**Required action A:**
In the forum thread about cycling on Crete, how far from the port of Chania is the Perle resort?
**Required action B:**
From the forum thread about cycling on Crete, return the part that opens with the words containing "## rockrock (Dec" and closes with "have any feedback?".
**Required action C:**
Name every distinct username that posts in the forum thread about cycling on Crete.

# Crete in May



## Mar-deeb (May 23, 2007)

Hi All

I'm going to Crete at the end of may (Best man at my fiends wedding) and would like take my bike if there are any decent trails? Anybody have any good ideas? I will be staying at the Perle resort which is on the Akrotiri peninsula some 15Km from the port of Chania. Looking for swoopy Singletrack stuff.


----------



## EpicEm (Nov 4, 2005)

Try contacting this guy in Rethymno.
ODYSEAS THE CYCLIST [email protected]

Emily


----------



## rockrock (Dec 23, 2004)

hey guys, i'll be in athens in june! we will spend a week in crete, but i'm thinking about taking my roadbike.
does anyone have any feedback?
thanks, rocky


----------



## EpicEm (Nov 4, 2005)

Hi Rocky
I've been away for a fews days. I'm back now and have replied to your PM.
ATB
Em


----------



## primoz (Jun 7, 2006)

You should be fine with road bike as far as road conditions on Crete are concerned. But to be honest, there's no way I would go with bike on those roads. People drive like lunatics, and you should be pretty luck to survive that. But that's just my opinion from this what I saw there during holidays in July few years back.


----------

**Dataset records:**

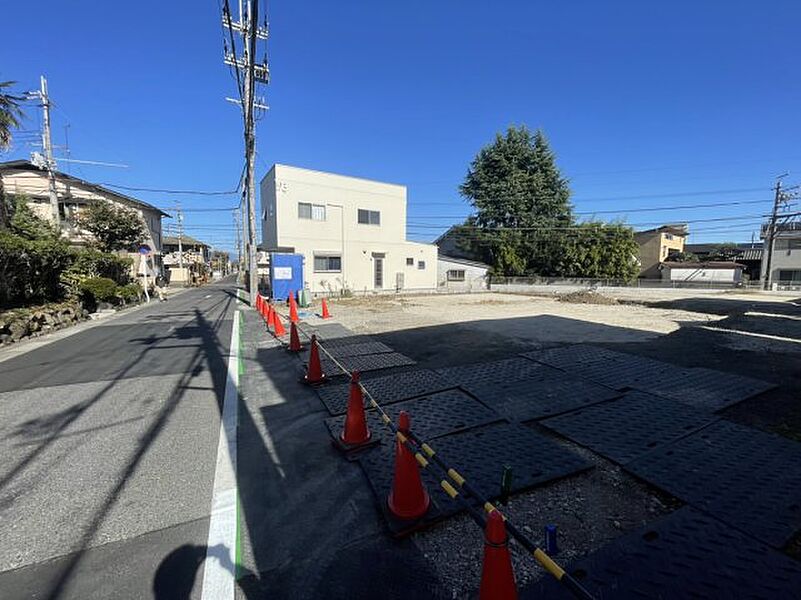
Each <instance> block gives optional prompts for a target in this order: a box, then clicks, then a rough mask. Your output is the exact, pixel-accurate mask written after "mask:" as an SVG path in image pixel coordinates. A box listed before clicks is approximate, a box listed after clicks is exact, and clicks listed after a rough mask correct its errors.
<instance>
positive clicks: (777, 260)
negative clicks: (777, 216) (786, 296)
mask: <svg viewBox="0 0 801 600" xmlns="http://www.w3.org/2000/svg"><path fill="white" fill-rule="evenodd" d="M766 231H767V229H766V226H763V227H762V237H765V234H766ZM767 269H768V252H767V249H766V251H765V252H764V253H763V257H762V266H761V273H762V278H763V280H764V278H765V276H766V274H767ZM770 282H771V287H775V288H777V289H793V290H795V289H801V221H787V222H783V223H777V224H776V235H775V237H774V239H773V252H772V253H771V256H770Z"/></svg>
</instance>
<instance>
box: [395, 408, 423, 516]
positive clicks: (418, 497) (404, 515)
mask: <svg viewBox="0 0 801 600" xmlns="http://www.w3.org/2000/svg"><path fill="white" fill-rule="evenodd" d="M410 427H411V420H410V419H409V413H407V412H406V411H404V410H402V411H401V413H400V415H399V416H398V429H400V433H401V435H403V434H407V433H408V432H409V429H410ZM396 437H397V436H396ZM430 503H431V499H430V498H429V497H428V492H426V490H425V488H424V487H423V480H422V479H421V477H420V467H419V466H418V464H417V460H416V459H415V457H414V455H413V454H412V453H411V451H410V450H409V449H408V448H407V447H406V445H405V444H404V443H403V442H401V441H400V439H396V440H395V473H394V475H393V477H392V491H391V492H390V493H389V498H387V505H388V506H389V510H390V512H391V513H392V514H393V515H395V516H396V517H398V518H399V519H405V520H411V519H419V518H420V517H422V516H423V515H425V514H426V512H427V511H428V505H429V504H430Z"/></svg>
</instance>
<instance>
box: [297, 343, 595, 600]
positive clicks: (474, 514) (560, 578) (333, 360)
mask: <svg viewBox="0 0 801 600" xmlns="http://www.w3.org/2000/svg"><path fill="white" fill-rule="evenodd" d="M298 329H300V330H301V331H303V330H302V328H301V327H298ZM303 334H304V335H305V336H306V337H307V338H309V339H311V336H309V335H308V334H307V333H306V332H305V331H303ZM317 346H318V348H319V349H320V350H322V351H323V352H324V353H325V354H326V356H328V358H330V359H331V361H332V362H333V363H334V364H335V365H336V366H337V367H339V368H340V369H341V370H342V372H343V373H344V374H346V375H350V372H349V371H348V370H347V369H346V368H345V367H344V366H342V364H341V363H340V362H339V361H338V360H337V359H336V358H334V357H333V356H332V355H331V353H330V352H328V350H326V349H325V347H323V345H322V344H320V342H319V340H318V341H317ZM358 384H359V387H361V389H362V392H363V393H364V394H365V395H366V396H367V399H368V401H369V403H370V406H372V407H373V408H375V409H376V410H377V411H378V413H379V417H380V418H381V422H382V423H384V425H385V426H386V427H388V428H389V429H390V430H391V431H392V432H393V434H394V435H395V437H396V439H398V440H399V441H400V442H401V443H402V444H403V445H404V446H406V448H407V449H408V450H409V451H410V452H411V453H412V455H413V456H414V458H415V460H416V461H417V462H418V464H419V465H420V466H421V467H422V468H424V469H425V468H428V467H430V466H431V465H432V464H433V465H435V468H436V469H437V470H438V471H439V472H440V473H442V474H444V475H445V478H443V479H441V480H440V482H439V484H440V487H441V488H442V490H443V491H444V492H445V493H446V494H447V495H448V496H450V497H451V498H453V499H454V500H456V501H458V502H460V503H461V504H462V506H463V507H464V508H465V509H467V512H468V513H469V514H470V516H471V517H472V518H473V520H474V521H475V522H476V524H477V525H478V526H479V527H481V528H482V529H484V528H485V526H486V518H485V517H484V516H483V515H482V514H481V513H480V512H479V511H478V510H476V508H475V507H474V506H473V505H472V504H470V502H469V501H468V500H467V499H466V498H465V497H464V496H463V494H462V493H461V492H462V491H464V492H466V493H467V494H468V495H470V496H472V497H473V498H474V499H475V500H476V501H478V502H479V503H480V504H481V506H482V508H483V509H484V511H485V512H486V514H489V513H491V512H492V511H493V510H498V509H497V507H495V505H493V504H492V503H491V502H490V501H489V500H487V499H486V498H485V497H484V496H483V495H482V494H481V492H479V491H478V490H477V489H476V488H475V487H473V486H472V485H470V483H468V481H467V480H466V479H465V478H464V477H463V476H462V475H461V474H460V473H459V472H458V471H457V470H456V469H454V468H452V467H450V466H449V465H448V464H447V463H446V462H445V461H444V460H442V459H441V458H440V457H439V456H438V455H437V453H436V452H435V451H434V449H433V448H432V447H431V446H430V445H429V444H427V443H426V442H425V441H423V440H421V439H420V438H419V437H418V436H417V435H415V434H414V433H412V432H411V431H401V430H400V429H399V428H398V426H397V425H395V423H393V422H392V418H391V417H390V416H389V415H388V414H387V413H386V411H384V409H383V408H382V407H381V405H380V404H379V403H378V402H377V401H376V399H375V398H373V395H372V394H371V393H370V391H369V390H368V389H367V388H365V387H364V385H363V384H362V383H361V381H360V382H358ZM448 478H450V479H451V481H453V482H454V483H455V484H456V485H457V486H458V488H457V487H454V485H453V484H451V483H450V481H448ZM498 512H499V513H500V515H501V516H502V517H503V520H504V523H505V525H506V530H507V531H508V532H509V534H510V535H511V536H512V537H513V538H514V539H515V540H516V541H517V542H518V543H519V544H520V545H521V546H523V548H525V549H526V551H527V552H528V553H529V554H531V555H532V556H533V557H534V559H535V560H536V561H537V562H538V563H539V564H540V565H541V566H542V567H543V568H544V569H545V570H546V571H547V572H548V573H550V574H551V575H553V576H554V577H555V578H556V580H557V581H559V582H560V583H561V584H563V585H564V586H565V587H566V588H567V589H568V590H570V591H571V592H572V593H573V595H574V596H575V597H576V598H581V600H594V598H593V596H592V594H590V593H589V592H588V591H587V589H586V588H584V586H582V585H581V584H580V583H579V582H578V581H577V580H576V579H575V577H573V576H572V575H571V574H570V573H568V572H567V571H565V570H564V569H563V568H562V567H560V566H559V565H558V564H557V563H556V561H554V560H553V559H552V558H551V557H550V556H548V555H547V554H546V553H545V552H544V551H543V550H542V549H541V548H539V547H538V546H537V545H536V544H535V543H534V542H532V541H531V540H530V539H529V538H528V537H526V535H525V534H524V533H523V532H521V531H520V530H519V529H518V528H517V527H515V525H514V524H513V523H512V522H510V521H509V520H508V519H507V518H506V516H505V515H504V514H503V513H502V512H501V511H500V510H498Z"/></svg>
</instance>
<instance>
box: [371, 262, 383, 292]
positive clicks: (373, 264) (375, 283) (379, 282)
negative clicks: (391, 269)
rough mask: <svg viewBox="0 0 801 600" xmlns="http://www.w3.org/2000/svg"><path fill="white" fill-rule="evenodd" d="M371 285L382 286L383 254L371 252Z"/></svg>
mask: <svg viewBox="0 0 801 600" xmlns="http://www.w3.org/2000/svg"><path fill="white" fill-rule="evenodd" d="M373 287H374V288H375V289H377V290H380V289H383V288H384V255H383V254H381V255H380V256H379V255H377V254H373Z"/></svg>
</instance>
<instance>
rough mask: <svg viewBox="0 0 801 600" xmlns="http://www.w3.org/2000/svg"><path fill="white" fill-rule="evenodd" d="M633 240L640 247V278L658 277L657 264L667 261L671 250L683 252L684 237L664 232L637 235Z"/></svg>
mask: <svg viewBox="0 0 801 600" xmlns="http://www.w3.org/2000/svg"><path fill="white" fill-rule="evenodd" d="M671 238H672V239H671ZM635 239H636V240H637V244H639V246H640V256H639V258H640V265H641V266H640V277H645V278H647V279H658V278H659V277H660V273H659V264H660V263H662V262H664V261H666V260H667V258H668V254H670V251H671V250H676V251H677V252H683V251H684V236H680V235H676V234H670V233H668V232H664V231H648V232H643V233H638V234H636V235H635Z"/></svg>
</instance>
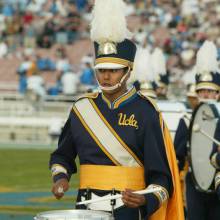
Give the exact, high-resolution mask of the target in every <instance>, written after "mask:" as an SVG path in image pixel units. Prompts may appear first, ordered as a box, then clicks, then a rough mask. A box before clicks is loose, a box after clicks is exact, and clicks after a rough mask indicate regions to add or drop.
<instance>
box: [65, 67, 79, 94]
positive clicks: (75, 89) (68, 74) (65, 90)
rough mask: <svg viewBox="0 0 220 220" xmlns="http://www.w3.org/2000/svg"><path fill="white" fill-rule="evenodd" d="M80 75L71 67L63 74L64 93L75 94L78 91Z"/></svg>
mask: <svg viewBox="0 0 220 220" xmlns="http://www.w3.org/2000/svg"><path fill="white" fill-rule="evenodd" d="M78 85H79V77H78V75H77V74H76V73H74V72H72V71H71V69H70V70H69V71H67V72H65V73H64V74H63V75H62V76H61V88H62V93H63V94H64V95H69V96H73V95H76V93H77V92H78Z"/></svg>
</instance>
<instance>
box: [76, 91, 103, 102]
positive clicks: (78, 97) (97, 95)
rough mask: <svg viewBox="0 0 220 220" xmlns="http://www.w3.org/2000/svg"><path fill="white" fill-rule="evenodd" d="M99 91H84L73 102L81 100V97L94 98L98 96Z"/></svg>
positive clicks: (92, 98) (85, 97)
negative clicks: (94, 91) (84, 93)
mask: <svg viewBox="0 0 220 220" xmlns="http://www.w3.org/2000/svg"><path fill="white" fill-rule="evenodd" d="M98 95H99V93H98V92H91V93H90V92H89V93H85V94H83V95H81V96H79V97H78V98H77V99H76V100H75V102H77V101H79V100H81V99H84V98H89V99H96V98H97V97H98Z"/></svg>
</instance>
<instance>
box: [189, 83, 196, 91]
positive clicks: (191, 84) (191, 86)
mask: <svg viewBox="0 0 220 220" xmlns="http://www.w3.org/2000/svg"><path fill="white" fill-rule="evenodd" d="M195 91H196V85H195V84H191V85H190V86H189V88H188V92H191V93H194V92H195Z"/></svg>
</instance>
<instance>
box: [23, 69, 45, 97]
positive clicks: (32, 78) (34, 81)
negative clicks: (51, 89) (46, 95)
mask: <svg viewBox="0 0 220 220" xmlns="http://www.w3.org/2000/svg"><path fill="white" fill-rule="evenodd" d="M29 71H32V74H30V76H28V77H27V90H28V92H32V93H34V94H35V95H36V97H37V100H39V99H41V98H43V97H44V96H45V95H46V91H45V82H44V79H43V77H42V76H40V74H39V72H38V70H37V68H36V66H35V67H34V66H33V67H31V69H30V70H29Z"/></svg>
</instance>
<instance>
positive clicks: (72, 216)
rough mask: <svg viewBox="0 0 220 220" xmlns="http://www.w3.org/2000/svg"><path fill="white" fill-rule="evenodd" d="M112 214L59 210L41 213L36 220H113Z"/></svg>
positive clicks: (80, 210)
mask: <svg viewBox="0 0 220 220" xmlns="http://www.w3.org/2000/svg"><path fill="white" fill-rule="evenodd" d="M113 219H114V218H113V217H112V215H111V214H110V213H106V212H101V211H92V210H58V211H48V212H41V213H39V214H37V216H36V217H34V220H113Z"/></svg>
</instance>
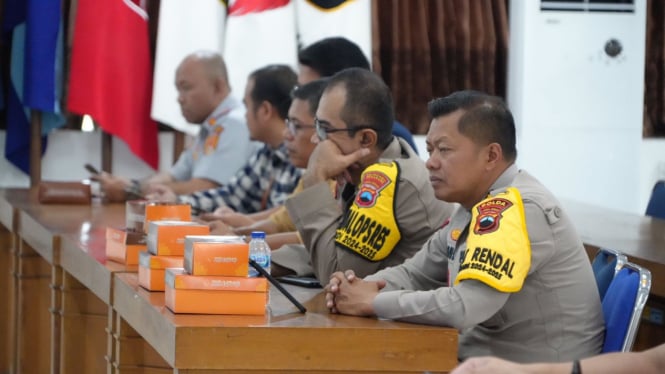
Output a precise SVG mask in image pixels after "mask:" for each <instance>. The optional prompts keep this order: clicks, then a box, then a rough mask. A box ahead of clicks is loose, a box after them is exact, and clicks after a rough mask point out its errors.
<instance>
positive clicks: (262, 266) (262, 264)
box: [248, 231, 270, 277]
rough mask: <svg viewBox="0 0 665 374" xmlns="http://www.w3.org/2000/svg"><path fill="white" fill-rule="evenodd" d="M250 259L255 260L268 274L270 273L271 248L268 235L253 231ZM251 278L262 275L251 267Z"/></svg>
mask: <svg viewBox="0 0 665 374" xmlns="http://www.w3.org/2000/svg"><path fill="white" fill-rule="evenodd" d="M249 258H251V259H252V260H254V262H256V263H257V264H259V266H261V267H262V268H263V269H264V270H265V271H266V272H268V273H270V247H269V246H268V243H266V233H265V232H263V231H253V232H252V236H251V240H250V241H249ZM248 275H249V276H250V277H260V276H261V274H259V272H258V271H257V270H256V269H254V268H253V267H252V266H251V265H250V267H249V274H248Z"/></svg>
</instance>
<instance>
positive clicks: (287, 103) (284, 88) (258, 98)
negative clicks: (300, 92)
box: [249, 65, 298, 118]
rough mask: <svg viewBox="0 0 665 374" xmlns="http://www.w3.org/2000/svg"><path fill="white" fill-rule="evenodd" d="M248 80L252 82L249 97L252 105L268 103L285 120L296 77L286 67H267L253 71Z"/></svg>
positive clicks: (290, 69)
mask: <svg viewBox="0 0 665 374" xmlns="http://www.w3.org/2000/svg"><path fill="white" fill-rule="evenodd" d="M249 79H253V80H254V88H253V89H252V92H251V94H250V95H251V97H252V100H253V101H254V103H257V104H258V103H261V102H263V101H267V102H269V103H270V104H271V105H272V106H274V107H275V108H276V109H277V112H278V113H279V116H280V117H281V118H286V117H287V116H288V113H289V107H290V106H291V90H292V89H293V87H294V86H295V85H296V83H297V81H298V77H297V75H296V73H295V72H294V71H293V69H291V68H290V67H289V66H287V65H268V66H265V67H262V68H260V69H257V70H254V71H253V72H252V73H251V74H250V75H249Z"/></svg>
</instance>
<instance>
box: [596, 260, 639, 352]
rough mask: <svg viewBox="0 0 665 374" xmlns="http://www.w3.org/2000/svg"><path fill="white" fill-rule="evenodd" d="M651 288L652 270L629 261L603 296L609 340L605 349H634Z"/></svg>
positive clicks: (606, 333)
mask: <svg viewBox="0 0 665 374" xmlns="http://www.w3.org/2000/svg"><path fill="white" fill-rule="evenodd" d="M650 289H651V272H649V270H647V269H645V268H643V267H641V266H638V265H635V264H633V263H630V262H627V263H625V264H624V265H623V267H622V268H621V270H619V272H618V273H617V275H616V276H615V277H614V279H612V282H611V283H610V286H609V287H608V288H607V292H606V293H605V298H603V304H602V305H603V317H604V318H605V342H604V344H603V350H602V353H607V352H630V350H631V348H632V347H633V343H634V342H635V336H636V335H637V329H638V327H639V325H640V319H641V318H642V310H643V309H644V304H646V301H647V298H648V297H649V290H650Z"/></svg>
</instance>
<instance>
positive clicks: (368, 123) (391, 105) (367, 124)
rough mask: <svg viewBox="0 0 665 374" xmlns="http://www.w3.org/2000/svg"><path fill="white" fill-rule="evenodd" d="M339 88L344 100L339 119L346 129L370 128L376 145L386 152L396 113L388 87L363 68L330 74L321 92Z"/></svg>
mask: <svg viewBox="0 0 665 374" xmlns="http://www.w3.org/2000/svg"><path fill="white" fill-rule="evenodd" d="M337 86H341V87H344V89H345V90H346V100H345V102H344V107H343V108H342V113H341V115H340V118H342V120H343V121H344V122H345V123H346V125H347V126H348V127H349V128H354V127H359V126H369V127H371V128H372V129H374V131H376V133H377V136H378V139H377V146H378V147H379V148H380V149H385V148H386V147H388V144H390V142H391V141H392V140H393V134H392V130H393V122H394V120H395V114H394V110H393V99H392V95H391V93H390V88H388V86H387V85H386V84H385V82H383V79H381V77H379V76H378V75H376V74H374V73H373V72H371V71H369V70H367V69H362V68H349V69H344V70H342V71H340V72H339V73H337V74H335V75H333V76H332V77H331V78H330V80H329V81H328V86H327V87H326V89H325V91H324V92H329V91H331V90H332V89H333V88H335V87H337Z"/></svg>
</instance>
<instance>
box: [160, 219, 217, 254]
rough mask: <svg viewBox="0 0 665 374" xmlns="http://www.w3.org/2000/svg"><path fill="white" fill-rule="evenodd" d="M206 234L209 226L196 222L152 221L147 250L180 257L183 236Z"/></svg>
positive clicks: (183, 246) (183, 244) (184, 246)
mask: <svg viewBox="0 0 665 374" xmlns="http://www.w3.org/2000/svg"><path fill="white" fill-rule="evenodd" d="M208 234H210V227H208V225H203V224H200V223H196V222H183V221H153V222H150V228H149V229H148V252H150V253H152V254H153V255H159V256H181V257H182V256H183V255H184V254H185V236H187V235H208Z"/></svg>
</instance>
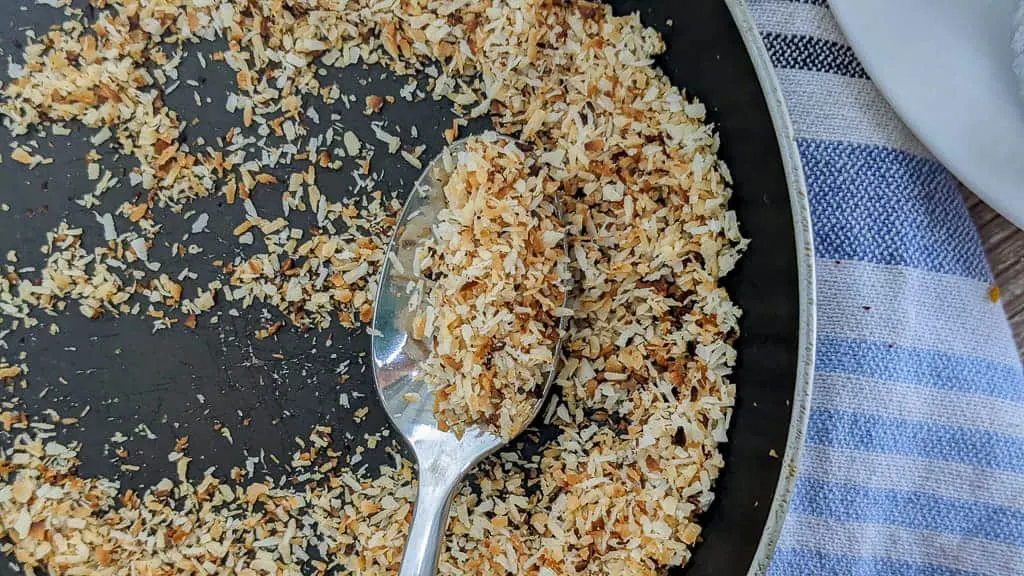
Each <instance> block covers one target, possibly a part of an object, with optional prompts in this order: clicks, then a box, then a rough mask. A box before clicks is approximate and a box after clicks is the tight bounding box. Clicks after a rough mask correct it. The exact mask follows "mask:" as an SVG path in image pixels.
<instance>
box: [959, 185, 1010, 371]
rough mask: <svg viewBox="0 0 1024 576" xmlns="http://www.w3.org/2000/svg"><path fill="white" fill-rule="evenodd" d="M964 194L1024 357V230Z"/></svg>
mask: <svg viewBox="0 0 1024 576" xmlns="http://www.w3.org/2000/svg"><path fill="white" fill-rule="evenodd" d="M964 198H965V200H966V201H967V207H968V209H969V210H970V211H971V217H973V218H974V222H975V223H976V224H977V225H978V232H980V233H981V240H982V243H983V244H984V245H985V252H986V253H987V254H988V262H989V263H990V264H991V266H992V274H994V275H995V284H996V285H997V286H998V287H999V295H1000V299H1001V300H1002V306H1004V308H1006V311H1007V317H1009V318H1010V326H1011V327H1012V328H1013V330H1014V336H1015V337H1016V338H1017V349H1018V351H1020V352H1021V356H1022V358H1024V231H1021V230H1020V229H1018V228H1017V227H1015V225H1014V224H1012V223H1010V222H1009V221H1007V219H1006V218H1004V217H1002V216H1000V215H998V214H997V213H996V212H995V210H992V209H991V208H989V207H988V205H987V204H985V203H984V202H982V201H980V200H978V197H977V196H975V195H973V194H971V193H970V192H965V193H964Z"/></svg>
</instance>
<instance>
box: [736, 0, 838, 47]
mask: <svg viewBox="0 0 1024 576" xmlns="http://www.w3.org/2000/svg"><path fill="white" fill-rule="evenodd" d="M751 14H752V15H753V16H754V20H755V22H756V23H757V24H758V31H760V32H761V33H762V34H764V33H766V32H774V33H776V34H788V35H803V36H815V37H817V38H822V39H824V40H831V41H833V42H839V43H840V44H848V42H847V41H846V37H845V36H843V31H842V30H840V28H839V25H838V24H837V23H836V18H835V17H834V16H833V15H831V12H829V11H828V8H827V7H825V6H815V5H813V4H805V3H803V2H786V1H779V0H765V1H761V2H752V3H751Z"/></svg>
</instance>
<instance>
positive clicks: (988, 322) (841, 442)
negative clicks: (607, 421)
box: [750, 0, 1024, 576]
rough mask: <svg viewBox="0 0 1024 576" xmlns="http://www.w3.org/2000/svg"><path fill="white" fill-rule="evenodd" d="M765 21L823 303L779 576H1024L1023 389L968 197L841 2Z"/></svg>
mask: <svg viewBox="0 0 1024 576" xmlns="http://www.w3.org/2000/svg"><path fill="white" fill-rule="evenodd" d="M750 5H751V10H752V12H753V14H754V18H755V20H756V22H757V24H758V27H759V30H760V32H761V34H762V37H763V39H764V42H765V45H766V46H767V48H768V53H769V55H770V56H771V59H772V63H773V64H774V66H775V69H776V73H777V75H778V78H779V81H780V83H781V86H782V92H783V94H784V96H785V98H786V101H787V105H788V108H790V115H791V117H792V119H793V123H794V126H795V129H796V133H797V137H798V143H799V148H800V152H801V155H802V157H803V162H804V170H805V172H806V177H807V184H808V189H809V194H810V204H811V219H812V225H813V231H814V243H815V248H816V252H817V260H816V269H817V271H816V275H817V277H816V280H817V290H818V292H817V301H818V304H819V308H818V334H817V364H816V371H815V375H814V383H813V393H812V401H811V414H810V422H809V426H808V434H807V442H806V446H805V449H804V453H803V458H802V460H801V463H800V474H799V478H798V481H797V485H796V490H795V493H794V497H793V501H792V505H791V508H790V511H788V515H787V517H786V521H785V524H784V527H783V533H782V537H781V540H780V542H779V545H778V548H777V550H776V552H775V557H774V559H773V561H772V564H771V567H770V569H769V574H770V575H772V576H791V575H793V576H797V575H799V576H809V575H823V576H830V575H858V576H859V575H864V576H868V575H870V576H876V575H889V574H894V575H903V574H907V575H909V574H913V575H943V576H946V575H948V576H954V575H955V576H961V575H974V574H985V575H1000V576H1001V575H1021V574H1024V375H1022V371H1021V363H1020V356H1019V354H1018V352H1017V348H1016V346H1015V344H1014V342H1013V338H1012V335H1011V332H1010V328H1009V325H1008V323H1007V320H1006V316H1005V314H1004V312H1002V307H1001V306H1000V304H999V303H998V302H993V301H992V299H991V297H990V288H991V286H992V282H993V280H992V276H991V273H990V271H989V269H988V265H987V263H986V261H985V255H984V252H983V250H982V247H981V243H980V239H979V237H978V234H977V231H976V229H975V228H974V225H973V223H972V221H971V218H970V217H969V215H968V212H967V209H966V207H965V205H964V201H963V199H962V197H961V193H959V184H958V183H957V181H956V179H955V178H954V177H953V176H952V175H951V174H950V173H949V172H947V171H946V170H945V169H944V168H943V167H942V166H941V165H940V164H938V162H936V161H935V159H934V158H933V157H932V156H931V155H930V154H929V153H928V152H927V151H926V150H925V149H924V148H923V146H922V145H921V143H920V142H919V141H918V140H916V138H914V137H913V135H912V134H910V132H909V131H908V130H907V129H906V127H905V126H904V125H903V124H902V123H901V122H900V121H899V119H898V118H897V117H896V115H895V113H894V112H893V111H892V109H891V108H890V107H889V105H888V104H887V102H886V101H885V99H884V98H883V97H882V95H881V94H880V93H879V91H878V89H877V88H876V87H874V85H873V84H872V83H871V81H870V79H869V78H868V77H867V74H866V73H865V72H864V69H863V68H862V67H861V65H860V63H859V61H858V60H857V57H856V55H855V54H854V52H853V50H852V49H851V48H850V46H849V45H848V44H847V42H846V40H845V39H844V37H843V34H842V32H841V31H840V29H839V27H838V26H837V24H836V20H835V19H834V17H833V15H831V13H830V12H829V9H828V6H827V4H826V2H825V1H824V0H753V1H751V2H750Z"/></svg>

**Output A:**
Some 15 km.

**Output B:**
## rockrock (Dec 23, 2004)

hey guys, i'll be in athens in june! we will spend a week in crete, but i'm thinking about taking my roadbike.
does anyone have any feedback?

**Output C:**
Mar-deeb, EpicEm, rockrock, primoz